**ASSIGNED TASK**.
Once the line with "Where can the kale" is found in the entries below, repeat it and each following line exactly, up to and including the line with "Where can the potato". Add no other lines.

(Source data)

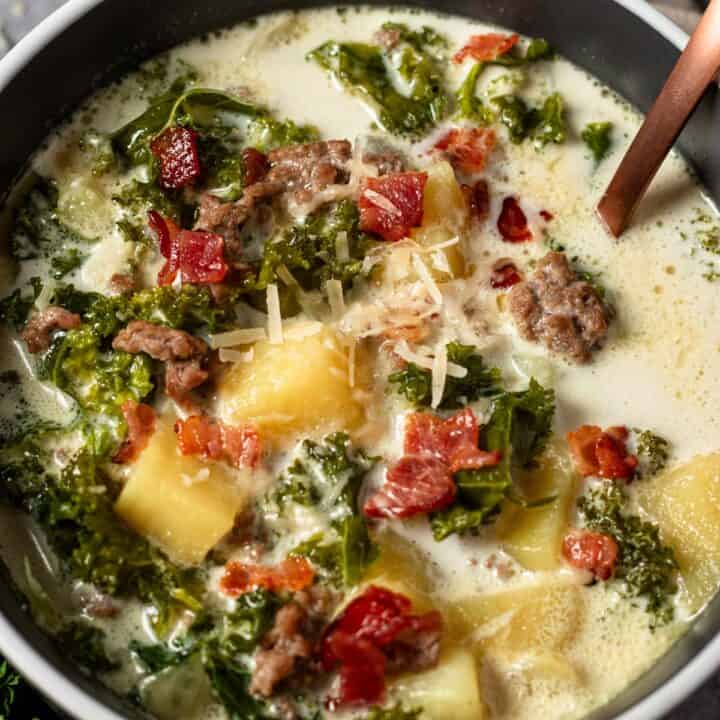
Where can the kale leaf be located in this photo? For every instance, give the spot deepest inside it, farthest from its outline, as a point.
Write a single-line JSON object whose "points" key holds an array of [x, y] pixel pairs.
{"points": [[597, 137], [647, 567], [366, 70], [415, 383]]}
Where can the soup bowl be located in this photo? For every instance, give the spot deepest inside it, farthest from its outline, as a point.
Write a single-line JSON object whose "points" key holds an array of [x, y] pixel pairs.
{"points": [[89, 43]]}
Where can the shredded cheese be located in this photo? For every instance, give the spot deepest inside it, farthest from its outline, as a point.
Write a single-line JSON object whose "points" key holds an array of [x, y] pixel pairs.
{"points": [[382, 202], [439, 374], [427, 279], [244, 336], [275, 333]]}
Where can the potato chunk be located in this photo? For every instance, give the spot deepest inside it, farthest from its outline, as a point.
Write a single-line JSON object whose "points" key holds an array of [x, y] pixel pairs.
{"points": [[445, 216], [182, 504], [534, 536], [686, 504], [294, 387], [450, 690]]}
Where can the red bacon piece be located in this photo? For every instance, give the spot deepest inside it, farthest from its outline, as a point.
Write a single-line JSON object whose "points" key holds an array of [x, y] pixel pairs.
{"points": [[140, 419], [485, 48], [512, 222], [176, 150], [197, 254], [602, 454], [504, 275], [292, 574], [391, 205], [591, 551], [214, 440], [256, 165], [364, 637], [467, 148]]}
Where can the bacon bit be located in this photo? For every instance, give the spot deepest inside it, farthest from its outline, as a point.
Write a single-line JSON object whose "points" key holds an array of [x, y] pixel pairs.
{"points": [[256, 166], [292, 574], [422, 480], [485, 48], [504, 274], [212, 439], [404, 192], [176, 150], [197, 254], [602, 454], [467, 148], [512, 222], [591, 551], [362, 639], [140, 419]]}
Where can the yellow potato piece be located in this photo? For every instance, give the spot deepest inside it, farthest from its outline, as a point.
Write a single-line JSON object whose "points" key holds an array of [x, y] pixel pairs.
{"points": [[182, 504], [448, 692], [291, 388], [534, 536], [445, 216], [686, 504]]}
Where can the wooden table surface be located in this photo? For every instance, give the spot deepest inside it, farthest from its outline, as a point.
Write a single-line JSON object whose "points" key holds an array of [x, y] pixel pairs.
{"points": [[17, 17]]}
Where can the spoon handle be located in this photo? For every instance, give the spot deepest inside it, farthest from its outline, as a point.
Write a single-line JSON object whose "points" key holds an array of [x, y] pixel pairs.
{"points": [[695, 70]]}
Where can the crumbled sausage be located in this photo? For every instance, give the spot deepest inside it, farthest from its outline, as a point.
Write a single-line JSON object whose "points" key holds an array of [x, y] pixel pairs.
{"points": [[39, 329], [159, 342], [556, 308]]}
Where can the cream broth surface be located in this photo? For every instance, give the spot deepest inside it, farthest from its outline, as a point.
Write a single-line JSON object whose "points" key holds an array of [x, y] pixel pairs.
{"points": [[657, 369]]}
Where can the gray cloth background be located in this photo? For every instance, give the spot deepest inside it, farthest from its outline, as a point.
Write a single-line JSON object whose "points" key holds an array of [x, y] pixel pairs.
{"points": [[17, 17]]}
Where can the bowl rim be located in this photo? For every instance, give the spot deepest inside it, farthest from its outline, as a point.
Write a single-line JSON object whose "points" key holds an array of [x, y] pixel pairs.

---

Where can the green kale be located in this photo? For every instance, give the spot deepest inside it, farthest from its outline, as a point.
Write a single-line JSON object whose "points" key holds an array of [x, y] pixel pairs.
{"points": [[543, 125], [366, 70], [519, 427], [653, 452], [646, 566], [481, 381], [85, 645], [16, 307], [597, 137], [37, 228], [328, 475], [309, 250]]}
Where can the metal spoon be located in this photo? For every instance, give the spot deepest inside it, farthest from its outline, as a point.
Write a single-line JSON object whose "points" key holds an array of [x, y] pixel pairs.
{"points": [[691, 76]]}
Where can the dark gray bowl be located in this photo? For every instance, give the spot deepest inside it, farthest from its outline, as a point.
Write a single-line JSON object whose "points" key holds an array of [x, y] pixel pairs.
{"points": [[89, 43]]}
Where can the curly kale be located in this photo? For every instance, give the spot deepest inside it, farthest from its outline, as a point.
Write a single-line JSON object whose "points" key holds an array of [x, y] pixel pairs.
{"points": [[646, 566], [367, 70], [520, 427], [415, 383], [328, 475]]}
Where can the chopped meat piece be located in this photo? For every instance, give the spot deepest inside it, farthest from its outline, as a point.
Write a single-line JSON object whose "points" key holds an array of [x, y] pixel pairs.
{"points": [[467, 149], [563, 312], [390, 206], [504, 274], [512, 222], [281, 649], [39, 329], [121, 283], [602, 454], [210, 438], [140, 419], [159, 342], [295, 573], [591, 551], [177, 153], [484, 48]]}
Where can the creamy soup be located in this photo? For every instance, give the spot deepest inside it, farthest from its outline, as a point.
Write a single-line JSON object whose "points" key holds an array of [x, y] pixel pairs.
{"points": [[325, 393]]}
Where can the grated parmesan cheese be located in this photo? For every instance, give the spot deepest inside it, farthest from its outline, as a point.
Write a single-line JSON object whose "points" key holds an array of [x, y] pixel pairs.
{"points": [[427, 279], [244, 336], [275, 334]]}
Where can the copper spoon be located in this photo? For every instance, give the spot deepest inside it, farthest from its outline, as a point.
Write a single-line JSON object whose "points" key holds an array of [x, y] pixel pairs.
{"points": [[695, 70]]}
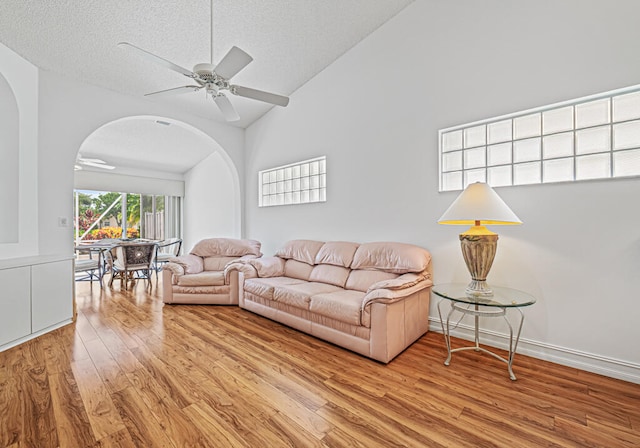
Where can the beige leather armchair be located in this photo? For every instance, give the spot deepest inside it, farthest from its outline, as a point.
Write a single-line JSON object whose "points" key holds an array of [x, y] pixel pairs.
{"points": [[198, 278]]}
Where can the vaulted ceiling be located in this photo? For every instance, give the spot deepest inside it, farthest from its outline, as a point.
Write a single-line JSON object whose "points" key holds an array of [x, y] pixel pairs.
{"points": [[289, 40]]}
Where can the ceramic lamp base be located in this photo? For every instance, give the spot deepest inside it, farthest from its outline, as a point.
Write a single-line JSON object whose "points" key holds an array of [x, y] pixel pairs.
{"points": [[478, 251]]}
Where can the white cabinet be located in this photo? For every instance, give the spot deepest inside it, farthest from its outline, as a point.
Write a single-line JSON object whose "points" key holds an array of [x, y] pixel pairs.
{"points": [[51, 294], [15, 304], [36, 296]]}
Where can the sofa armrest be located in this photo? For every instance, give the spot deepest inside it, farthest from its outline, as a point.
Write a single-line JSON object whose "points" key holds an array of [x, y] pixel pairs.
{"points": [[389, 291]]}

...

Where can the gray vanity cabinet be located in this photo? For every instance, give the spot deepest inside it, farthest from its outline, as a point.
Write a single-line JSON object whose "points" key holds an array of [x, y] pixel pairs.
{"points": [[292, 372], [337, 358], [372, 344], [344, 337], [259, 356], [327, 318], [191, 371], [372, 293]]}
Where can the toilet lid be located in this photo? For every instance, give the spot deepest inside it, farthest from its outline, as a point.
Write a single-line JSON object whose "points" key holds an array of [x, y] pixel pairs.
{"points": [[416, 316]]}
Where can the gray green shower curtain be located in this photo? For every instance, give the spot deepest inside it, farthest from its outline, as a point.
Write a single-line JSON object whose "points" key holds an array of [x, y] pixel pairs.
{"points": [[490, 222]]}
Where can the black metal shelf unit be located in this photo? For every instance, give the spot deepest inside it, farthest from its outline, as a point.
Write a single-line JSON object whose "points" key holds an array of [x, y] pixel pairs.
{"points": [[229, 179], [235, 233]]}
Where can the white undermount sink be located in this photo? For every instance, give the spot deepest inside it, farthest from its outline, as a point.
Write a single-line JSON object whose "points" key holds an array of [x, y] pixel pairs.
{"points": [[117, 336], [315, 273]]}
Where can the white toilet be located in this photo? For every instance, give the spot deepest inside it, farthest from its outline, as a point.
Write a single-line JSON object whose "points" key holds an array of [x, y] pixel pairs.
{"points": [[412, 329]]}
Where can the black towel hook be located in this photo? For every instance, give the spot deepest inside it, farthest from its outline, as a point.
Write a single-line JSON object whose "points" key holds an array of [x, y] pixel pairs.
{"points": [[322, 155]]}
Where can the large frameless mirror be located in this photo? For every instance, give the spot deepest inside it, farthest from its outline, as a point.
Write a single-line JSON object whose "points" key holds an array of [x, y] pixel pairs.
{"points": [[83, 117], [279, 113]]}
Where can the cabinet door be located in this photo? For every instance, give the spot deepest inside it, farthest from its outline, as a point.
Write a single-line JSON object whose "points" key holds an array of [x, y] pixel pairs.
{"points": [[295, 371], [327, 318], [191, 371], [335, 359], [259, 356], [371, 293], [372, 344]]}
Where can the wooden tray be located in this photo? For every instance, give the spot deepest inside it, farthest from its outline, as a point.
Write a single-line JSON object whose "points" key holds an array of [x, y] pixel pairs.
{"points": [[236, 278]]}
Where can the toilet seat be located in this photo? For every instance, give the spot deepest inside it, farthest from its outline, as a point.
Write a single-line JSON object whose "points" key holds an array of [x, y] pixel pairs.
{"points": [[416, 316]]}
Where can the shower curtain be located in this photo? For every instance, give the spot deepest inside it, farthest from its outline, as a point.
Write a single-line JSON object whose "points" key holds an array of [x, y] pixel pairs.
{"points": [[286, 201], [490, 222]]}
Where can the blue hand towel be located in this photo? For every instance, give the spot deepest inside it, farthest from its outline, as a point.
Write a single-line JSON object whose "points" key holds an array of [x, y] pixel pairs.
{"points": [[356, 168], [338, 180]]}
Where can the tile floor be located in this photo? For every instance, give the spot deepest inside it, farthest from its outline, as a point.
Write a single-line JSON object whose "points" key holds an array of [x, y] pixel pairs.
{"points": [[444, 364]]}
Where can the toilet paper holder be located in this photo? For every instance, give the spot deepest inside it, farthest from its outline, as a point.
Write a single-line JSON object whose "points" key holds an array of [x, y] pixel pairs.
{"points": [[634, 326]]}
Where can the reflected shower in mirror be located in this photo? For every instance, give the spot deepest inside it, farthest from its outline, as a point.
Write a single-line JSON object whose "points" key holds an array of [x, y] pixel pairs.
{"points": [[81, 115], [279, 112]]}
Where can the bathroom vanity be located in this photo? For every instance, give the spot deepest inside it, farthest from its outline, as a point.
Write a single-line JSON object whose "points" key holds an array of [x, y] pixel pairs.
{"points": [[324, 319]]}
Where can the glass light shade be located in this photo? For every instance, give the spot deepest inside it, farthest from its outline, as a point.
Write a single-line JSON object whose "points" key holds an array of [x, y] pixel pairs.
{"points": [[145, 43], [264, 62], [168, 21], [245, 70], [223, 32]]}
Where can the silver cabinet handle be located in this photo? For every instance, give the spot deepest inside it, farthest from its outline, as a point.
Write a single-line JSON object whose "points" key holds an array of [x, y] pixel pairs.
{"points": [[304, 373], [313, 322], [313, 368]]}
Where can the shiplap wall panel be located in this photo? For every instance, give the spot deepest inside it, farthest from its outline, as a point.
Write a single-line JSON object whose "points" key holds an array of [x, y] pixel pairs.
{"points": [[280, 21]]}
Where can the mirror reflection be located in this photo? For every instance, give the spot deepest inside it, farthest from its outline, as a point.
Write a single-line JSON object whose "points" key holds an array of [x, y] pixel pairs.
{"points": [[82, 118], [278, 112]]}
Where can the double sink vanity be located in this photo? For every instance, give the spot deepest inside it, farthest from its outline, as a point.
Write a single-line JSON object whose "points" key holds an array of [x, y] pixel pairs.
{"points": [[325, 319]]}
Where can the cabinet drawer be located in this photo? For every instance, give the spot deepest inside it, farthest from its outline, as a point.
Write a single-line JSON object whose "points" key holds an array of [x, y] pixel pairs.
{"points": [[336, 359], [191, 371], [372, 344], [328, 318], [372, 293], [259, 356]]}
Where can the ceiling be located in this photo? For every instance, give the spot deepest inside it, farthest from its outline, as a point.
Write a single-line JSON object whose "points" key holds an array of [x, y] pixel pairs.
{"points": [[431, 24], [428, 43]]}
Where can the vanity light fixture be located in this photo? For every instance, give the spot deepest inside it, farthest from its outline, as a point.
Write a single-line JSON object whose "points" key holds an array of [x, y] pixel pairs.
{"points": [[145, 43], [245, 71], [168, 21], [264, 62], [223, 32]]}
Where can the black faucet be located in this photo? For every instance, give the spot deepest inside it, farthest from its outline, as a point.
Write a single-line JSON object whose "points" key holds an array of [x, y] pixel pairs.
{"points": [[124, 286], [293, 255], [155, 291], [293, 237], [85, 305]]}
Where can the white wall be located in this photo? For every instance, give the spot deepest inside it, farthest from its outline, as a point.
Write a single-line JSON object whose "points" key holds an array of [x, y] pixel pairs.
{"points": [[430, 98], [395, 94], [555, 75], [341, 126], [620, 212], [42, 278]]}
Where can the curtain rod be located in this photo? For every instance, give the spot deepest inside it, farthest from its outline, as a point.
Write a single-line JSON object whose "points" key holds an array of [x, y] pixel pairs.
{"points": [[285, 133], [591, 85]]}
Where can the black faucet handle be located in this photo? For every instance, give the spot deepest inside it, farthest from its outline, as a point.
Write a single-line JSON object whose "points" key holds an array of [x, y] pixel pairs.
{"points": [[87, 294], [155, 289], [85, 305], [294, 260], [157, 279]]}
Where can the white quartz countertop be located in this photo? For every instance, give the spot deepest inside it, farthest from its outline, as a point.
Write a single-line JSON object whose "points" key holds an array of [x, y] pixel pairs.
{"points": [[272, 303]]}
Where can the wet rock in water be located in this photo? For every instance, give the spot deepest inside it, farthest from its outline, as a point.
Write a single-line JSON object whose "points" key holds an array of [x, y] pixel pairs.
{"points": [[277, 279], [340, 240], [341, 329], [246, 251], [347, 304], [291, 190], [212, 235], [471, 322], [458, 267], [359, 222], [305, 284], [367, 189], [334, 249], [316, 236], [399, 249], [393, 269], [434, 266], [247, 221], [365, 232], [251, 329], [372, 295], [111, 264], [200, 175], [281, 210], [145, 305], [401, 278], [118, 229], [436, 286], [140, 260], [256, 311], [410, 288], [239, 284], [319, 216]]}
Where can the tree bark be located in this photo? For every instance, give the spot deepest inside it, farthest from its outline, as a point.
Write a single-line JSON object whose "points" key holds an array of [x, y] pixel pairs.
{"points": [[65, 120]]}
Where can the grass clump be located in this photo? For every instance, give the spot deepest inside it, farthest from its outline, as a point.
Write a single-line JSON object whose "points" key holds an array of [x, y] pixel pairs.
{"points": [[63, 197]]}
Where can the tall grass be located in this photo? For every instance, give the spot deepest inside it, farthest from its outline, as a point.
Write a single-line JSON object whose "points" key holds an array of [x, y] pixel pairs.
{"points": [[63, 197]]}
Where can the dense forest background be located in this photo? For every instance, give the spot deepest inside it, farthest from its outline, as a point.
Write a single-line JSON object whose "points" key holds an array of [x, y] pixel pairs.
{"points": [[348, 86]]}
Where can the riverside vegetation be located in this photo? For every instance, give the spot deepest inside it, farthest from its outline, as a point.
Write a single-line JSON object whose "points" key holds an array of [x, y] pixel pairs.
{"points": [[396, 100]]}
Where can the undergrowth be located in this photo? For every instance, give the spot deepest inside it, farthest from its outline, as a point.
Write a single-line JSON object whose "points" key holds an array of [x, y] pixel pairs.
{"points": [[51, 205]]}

**RESULT OF THIS TASK**.
Where can the kale leaf be located in this photo? For every instance, give the spot deepest inside it, farthest from its outline, as a point.
Write a single-line JSON object whose "points" key holds an array of [x, y] pixel pairs.
{"points": [[597, 137], [647, 567], [366, 70], [415, 383]]}
Where can the soup bowl be located in this photo? For every instance, give the spot deepest inside it, farthest from its outline, as a point.
Write a single-line JSON object whose "points" key holds an array of [x, y] pixel pairs.
{"points": [[89, 43]]}
Where can the shredded cheese be located in this photo? For every instance, give the spot deepest inside it, farthest from its outline, as a point.
Write a single-line JSON object whose "points" key holds an array of [x, y] pixel pairs.
{"points": [[382, 202], [439, 374], [427, 279], [244, 336], [275, 333]]}
Where can the potato chunk be located in this photo? For every instance, give the spot deepest inside it, farthest from its outline, as a point.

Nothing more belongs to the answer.